▸ Given records:
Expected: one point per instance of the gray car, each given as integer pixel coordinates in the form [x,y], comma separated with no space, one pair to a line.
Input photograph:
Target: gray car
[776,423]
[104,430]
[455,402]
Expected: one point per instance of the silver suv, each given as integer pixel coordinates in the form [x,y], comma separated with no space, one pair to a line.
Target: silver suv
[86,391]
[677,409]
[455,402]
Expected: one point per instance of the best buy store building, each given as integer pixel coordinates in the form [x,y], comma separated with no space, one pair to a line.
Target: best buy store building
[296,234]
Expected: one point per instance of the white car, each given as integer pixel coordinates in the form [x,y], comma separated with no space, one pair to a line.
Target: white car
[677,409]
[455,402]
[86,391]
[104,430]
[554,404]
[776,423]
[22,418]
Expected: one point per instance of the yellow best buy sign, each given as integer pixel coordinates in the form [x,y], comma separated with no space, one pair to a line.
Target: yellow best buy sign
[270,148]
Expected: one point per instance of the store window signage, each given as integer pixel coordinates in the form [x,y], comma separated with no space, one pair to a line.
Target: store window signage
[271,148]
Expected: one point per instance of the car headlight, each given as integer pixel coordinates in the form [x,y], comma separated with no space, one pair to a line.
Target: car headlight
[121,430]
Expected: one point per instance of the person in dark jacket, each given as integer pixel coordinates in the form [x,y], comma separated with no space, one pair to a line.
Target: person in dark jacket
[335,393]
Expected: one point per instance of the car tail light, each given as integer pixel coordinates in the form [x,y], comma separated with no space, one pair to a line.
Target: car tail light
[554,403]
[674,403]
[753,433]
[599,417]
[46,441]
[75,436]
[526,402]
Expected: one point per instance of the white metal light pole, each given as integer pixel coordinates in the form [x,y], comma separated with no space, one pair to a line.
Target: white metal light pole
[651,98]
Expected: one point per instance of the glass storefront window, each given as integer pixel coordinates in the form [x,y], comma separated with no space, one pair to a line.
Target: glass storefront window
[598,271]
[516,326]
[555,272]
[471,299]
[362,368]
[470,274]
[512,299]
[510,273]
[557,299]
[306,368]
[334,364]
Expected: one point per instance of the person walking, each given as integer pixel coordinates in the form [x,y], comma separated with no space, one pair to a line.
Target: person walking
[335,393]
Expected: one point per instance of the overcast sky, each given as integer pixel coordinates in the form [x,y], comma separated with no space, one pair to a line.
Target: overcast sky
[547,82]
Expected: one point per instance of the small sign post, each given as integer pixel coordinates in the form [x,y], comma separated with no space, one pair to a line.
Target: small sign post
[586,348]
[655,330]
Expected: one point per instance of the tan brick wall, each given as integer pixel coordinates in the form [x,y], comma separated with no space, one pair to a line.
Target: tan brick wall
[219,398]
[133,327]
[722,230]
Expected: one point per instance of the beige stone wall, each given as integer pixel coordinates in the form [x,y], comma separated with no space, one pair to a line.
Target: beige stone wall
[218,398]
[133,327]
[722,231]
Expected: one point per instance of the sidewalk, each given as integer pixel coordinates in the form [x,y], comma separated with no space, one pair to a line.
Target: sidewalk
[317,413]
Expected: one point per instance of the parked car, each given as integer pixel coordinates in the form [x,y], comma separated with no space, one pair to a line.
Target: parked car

▸ Work required:
Write out the whole listing exactly.

▸ Exercise response:
Expected: one point per instance of the gray car, each given as integer pixel coordinates in the form [x,y], comma separated with no space, one pair to a line.
Input photograph:
Target: gray car
[776,423]
[104,430]
[455,402]
Expected: one point per instance of the silver suv, each given as integer pixel coordinates in the form [x,y], comma separated with no space, one pair to a line.
Target: silver suv
[86,391]
[677,409]
[455,402]
Expected: one point per instance of the best buy store building, each given as integer pixel coordinates in the form [x,y], comma separated with no space, one pair to a line.
Target: best buy store building
[296,234]
Expected: one point per instance of the white car, each given as integer pixel coordinates in the form [x,y], comma separated with no space, one pair to a line.
Target: white car
[677,409]
[455,402]
[86,391]
[104,430]
[554,404]
[776,423]
[22,418]
Expected: one point per instance of the yellow best buy sign, each given as integer pixel coordinates in the form [x,y], comma separated with no space, one pair to a line.
Target: yellow best buy sign
[270,148]
Expected: one point per instance of the store window signage, each given as integer pixel coordinates in the form [x,y], comma separated with no space, one pair to a line.
Target: store window signage
[271,148]
Expected: one point per instance of the car headlight, each given as integer pixel coordinates in the form [x,y], comma separated with no space, one pair to a line.
Target: car headlight
[121,430]
Expected: one point per instance of the person in dark jacket, each given as integer pixel coordinates in the form [x,y], comma separated with no space, one pair to a line.
Target: person in dark jacket
[335,393]
Expected: one point per instance of the car tail light, each given as integer pixel coordinates in the form [x,y], comma separated with no space, one pair to a line.
Target: car tail light
[554,403]
[674,403]
[753,433]
[599,417]
[46,441]
[75,436]
[526,402]
Expected: one point per instance of the white metal light pole, each given as integer pixel coordinates in the form [x,y], comma separated with no space, one pair to a line.
Target: white metal light pole
[651,98]
Expected: one point per instance of the glass storefront window, each given as integer pixel coordinates in the form [x,y], comma separated with no space, one pair to a line.
Target: glass storefront window
[598,271]
[516,326]
[555,272]
[471,299]
[362,368]
[470,274]
[512,299]
[510,273]
[557,299]
[306,368]
[334,364]
Expected: one point per instance of the person walking, each given as integer pixel coordinates in the form [x,y], comma separated with no space, one pair to a line.
Target: person walking
[335,393]
Expected: one point per instance of the overcast sky, each given as integer pixel coordinates in the form [x,y], comma separated with no space, one pair to a line.
Target: overcast sky
[547,82]
Expected: one point per instance of the small sign post, each given as integer pixel coordinates in the form [x,y], comma separated with no space, one pair to a line.
Target: small sign post
[586,348]
[655,330]
Expected: one point per instance of the tan brick wall, each given as integer pixel coordinates in the form [x,y], comma separated with no space, one pair to a line.
Target: tan brick wall
[219,398]
[133,327]
[722,230]
Expected: one point per instance of the beige stone wall, each given as integer pixel coordinates in the form [x,y], comma separated with no space, one pair to a line.
Target: beige stone wall
[218,398]
[133,327]
[722,231]
Expected: one point per instance of the sidewalk, each given as integer pixel coordinates in the form [x,y], comma separated with no space, one pair to a line.
Target: sidewalk
[317,413]
Expected: one point per instance of the parked car, each given as integer pixel coordinates in the form [x,y], comma separated with no space, one pair to a line.
Target: parked car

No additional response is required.